- **BRIEF**: Give again, word for word, each line below starting at the one that contains "the cloudy sky." and ending at the one that contains "the water reflection.".
+++ AVAILABLE RECORDS +++
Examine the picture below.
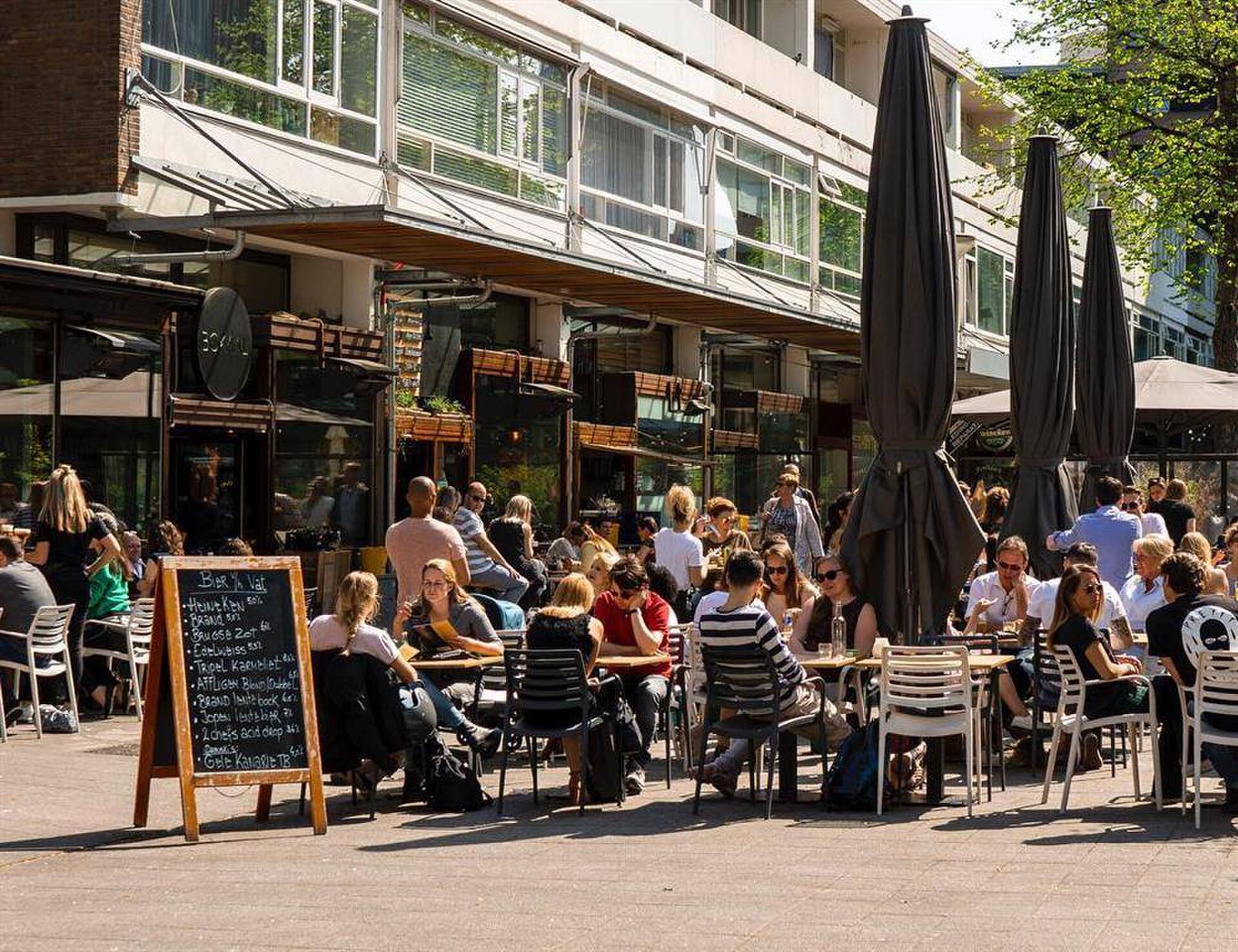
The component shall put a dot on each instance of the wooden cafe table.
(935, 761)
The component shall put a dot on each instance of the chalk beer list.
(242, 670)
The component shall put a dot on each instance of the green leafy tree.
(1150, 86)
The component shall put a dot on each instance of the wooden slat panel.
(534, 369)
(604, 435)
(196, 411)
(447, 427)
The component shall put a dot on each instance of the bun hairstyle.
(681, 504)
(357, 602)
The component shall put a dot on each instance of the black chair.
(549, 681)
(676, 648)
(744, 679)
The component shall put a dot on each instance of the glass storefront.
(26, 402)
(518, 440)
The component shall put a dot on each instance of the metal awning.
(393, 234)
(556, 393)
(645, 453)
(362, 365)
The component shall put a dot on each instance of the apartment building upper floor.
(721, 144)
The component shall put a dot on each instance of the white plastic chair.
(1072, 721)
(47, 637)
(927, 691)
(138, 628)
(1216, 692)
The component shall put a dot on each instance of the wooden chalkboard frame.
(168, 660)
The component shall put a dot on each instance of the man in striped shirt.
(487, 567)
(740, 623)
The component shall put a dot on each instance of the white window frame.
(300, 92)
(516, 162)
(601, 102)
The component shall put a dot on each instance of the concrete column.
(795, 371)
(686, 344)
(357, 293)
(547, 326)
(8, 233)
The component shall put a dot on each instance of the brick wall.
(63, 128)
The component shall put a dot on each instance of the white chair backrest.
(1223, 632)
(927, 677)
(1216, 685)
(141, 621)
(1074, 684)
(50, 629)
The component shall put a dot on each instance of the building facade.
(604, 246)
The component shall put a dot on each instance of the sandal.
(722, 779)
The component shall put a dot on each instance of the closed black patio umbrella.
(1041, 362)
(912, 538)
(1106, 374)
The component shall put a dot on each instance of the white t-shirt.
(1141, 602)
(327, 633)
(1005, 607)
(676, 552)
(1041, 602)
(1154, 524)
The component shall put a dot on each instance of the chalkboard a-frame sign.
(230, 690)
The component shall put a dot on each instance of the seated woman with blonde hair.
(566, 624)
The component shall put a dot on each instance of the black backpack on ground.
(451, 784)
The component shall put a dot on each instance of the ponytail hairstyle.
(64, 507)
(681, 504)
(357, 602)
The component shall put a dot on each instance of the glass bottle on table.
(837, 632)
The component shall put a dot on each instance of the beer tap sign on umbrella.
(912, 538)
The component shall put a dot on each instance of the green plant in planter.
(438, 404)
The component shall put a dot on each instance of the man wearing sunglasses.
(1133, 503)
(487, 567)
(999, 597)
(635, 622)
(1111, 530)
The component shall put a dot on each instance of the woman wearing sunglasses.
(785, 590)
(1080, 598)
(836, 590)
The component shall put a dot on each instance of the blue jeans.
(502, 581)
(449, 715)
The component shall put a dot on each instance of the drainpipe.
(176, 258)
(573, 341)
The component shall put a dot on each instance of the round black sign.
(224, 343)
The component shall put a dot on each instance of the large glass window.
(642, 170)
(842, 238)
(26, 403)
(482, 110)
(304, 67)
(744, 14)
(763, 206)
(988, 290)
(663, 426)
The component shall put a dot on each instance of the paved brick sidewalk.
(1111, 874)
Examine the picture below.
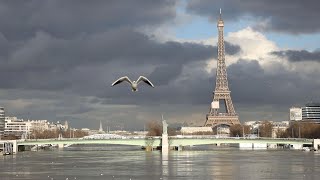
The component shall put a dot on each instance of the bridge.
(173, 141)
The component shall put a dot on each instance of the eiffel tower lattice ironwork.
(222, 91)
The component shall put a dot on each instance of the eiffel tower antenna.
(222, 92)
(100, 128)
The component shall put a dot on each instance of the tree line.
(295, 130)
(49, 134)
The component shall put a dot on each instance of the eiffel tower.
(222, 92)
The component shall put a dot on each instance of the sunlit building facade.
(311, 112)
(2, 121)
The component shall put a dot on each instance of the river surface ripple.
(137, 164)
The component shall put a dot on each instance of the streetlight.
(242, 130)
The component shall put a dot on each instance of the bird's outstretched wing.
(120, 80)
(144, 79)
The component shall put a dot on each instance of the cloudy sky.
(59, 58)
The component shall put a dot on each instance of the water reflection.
+++
+++ AVAILABLE RECORDS +++
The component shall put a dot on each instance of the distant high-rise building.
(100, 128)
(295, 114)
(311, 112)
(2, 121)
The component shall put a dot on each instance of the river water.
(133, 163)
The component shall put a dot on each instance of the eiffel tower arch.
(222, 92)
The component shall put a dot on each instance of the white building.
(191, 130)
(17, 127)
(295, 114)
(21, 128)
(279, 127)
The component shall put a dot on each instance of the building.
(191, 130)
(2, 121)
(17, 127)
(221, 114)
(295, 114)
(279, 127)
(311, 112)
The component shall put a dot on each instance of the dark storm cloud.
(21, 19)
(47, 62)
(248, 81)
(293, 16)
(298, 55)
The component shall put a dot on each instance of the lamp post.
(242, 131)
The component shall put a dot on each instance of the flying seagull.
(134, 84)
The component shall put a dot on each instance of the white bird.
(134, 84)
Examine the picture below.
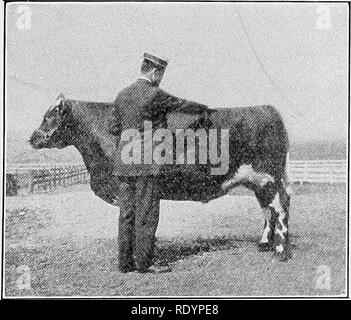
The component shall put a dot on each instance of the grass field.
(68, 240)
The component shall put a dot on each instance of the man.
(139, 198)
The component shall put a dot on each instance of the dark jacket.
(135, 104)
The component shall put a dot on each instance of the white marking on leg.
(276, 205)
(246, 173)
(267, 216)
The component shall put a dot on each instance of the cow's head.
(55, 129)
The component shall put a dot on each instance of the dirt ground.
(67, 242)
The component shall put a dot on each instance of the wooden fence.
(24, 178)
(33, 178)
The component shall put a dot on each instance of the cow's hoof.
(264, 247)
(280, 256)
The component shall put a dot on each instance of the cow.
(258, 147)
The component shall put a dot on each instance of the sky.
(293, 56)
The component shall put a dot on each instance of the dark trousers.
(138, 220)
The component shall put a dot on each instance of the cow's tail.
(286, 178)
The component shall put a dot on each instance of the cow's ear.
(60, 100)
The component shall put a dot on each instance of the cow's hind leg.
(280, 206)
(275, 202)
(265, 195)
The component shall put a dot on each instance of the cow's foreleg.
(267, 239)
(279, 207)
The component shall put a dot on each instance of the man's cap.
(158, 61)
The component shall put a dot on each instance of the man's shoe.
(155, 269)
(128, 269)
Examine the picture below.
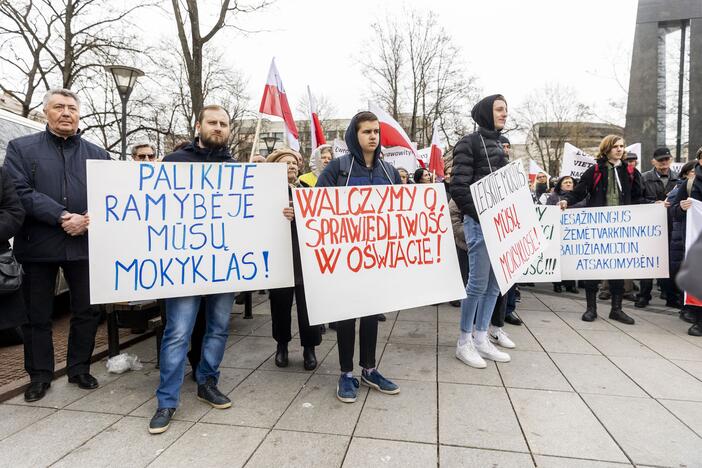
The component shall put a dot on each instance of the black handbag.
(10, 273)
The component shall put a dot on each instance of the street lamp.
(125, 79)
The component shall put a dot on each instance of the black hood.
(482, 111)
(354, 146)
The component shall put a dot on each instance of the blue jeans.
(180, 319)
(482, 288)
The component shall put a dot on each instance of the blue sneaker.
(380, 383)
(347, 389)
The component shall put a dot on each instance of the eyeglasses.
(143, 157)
+++
- **ANSWER SECTION**:
The component shall put a dot on each instance of the cloudy sky.
(59, 58)
The component shall put a dot on each instance of the water reflection.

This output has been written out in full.